- **Extrait du texte**
Il y a des cinéastes que l’on reconnaît à leurs couleurs. Elie Wajeman est de ceux-ci. Son troisième long-métrage, Médecin de nuit, démarre comme Alyah, son premier : ciel gris parisien sur décor laiteux, la ville s’enfonce dans le bleu de la nuit. Saphir, cobalt, Klein, celle-ci aura tous les pigments, magnifiée de bout en bout par les flous, flares et bokehs.
Entièrement nocturne, ce film saisit la traversée de la ville interlope d’un médecin parisien. Dans sa Volvo, Mikaël (Vincent Macaigne) est au volant d’une vie qui part à vau-l’eau, en perdition sentimentale entre sa femme et sa maîtresse, et entraîné par son cousin pharmacien (Pio Marmaï) dans un dangereux trafic d’ordonnances de Subutex.
Chaîne en or, cheveux gominés et blouson noir, Macaigne étonne dans ce rôle de bon samaritain patibulaire au chevet des abandonnés des quartiers difficiles, des toxicos et des dépressifs – des marginaux qui ont toujours été dans le champ de caméra du réalisateur des Anarchistes. Et c’est là la force du film : l’interprétation contrastée de Macaigne.

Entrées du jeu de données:
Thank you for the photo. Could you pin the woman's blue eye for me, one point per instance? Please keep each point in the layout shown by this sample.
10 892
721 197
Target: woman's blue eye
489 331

- **Consigne 1**
Citez le passage de la critique du film Médecin de nuit qui va de « Entièrement nocturne, ce » jusqu'à « contrastée de Macaigne. ».
- **Consigne 2**
Écrivez la suite de la critique du film Médecin de nuit, juste après sa dernière phrase.
Vous n'avez pas besoin des lignes.

- **Réponse 1**
Entièrement nocturne, ce film saisit la traversée de la ville interlope d’un médecin parisien. Dans sa Volvo, Mikaël (Vincent Macaigne) est au volant d’une vie qui part à vau-l’eau, en perdition sentimentale entre sa femme et sa maîtresse, et entraîné par son cousin pharmacien (Pio Marmaï) dans un dangereux trafic d’ordonnances de Subutex.
Chaîne en or, cheveux gominés et blouson noir, Macaigne étonne dans ce rôle de bon samaritain patibulaire au chevet des abandonnés des quartiers difficiles, des toxicos et des dépressifs – des marginaux qui ont toujours été dans le champ de caméra du réalisateur des Anarchistes. Et c’est là la force du film : l’interprétation contrastée de Macaigne.

- **Réponse 2**
Physiquement transformé, loin de ses rôles habituels de gentil indécis, l’acteur apparaît plus noir, plus trouble, et brille dans ce registre nouveau. Mais ses yeux trahissent sa mélancolie naturelle, celle que l’on connaît, et qui transmet ici un malaise existentiel. Le film est une déclaration d’amour à la nuit, à ces heures qui échappent à la productivité, où les solitudes sont exacerbées et les rencontres, plus sincères. Un voyage teinté de spleen.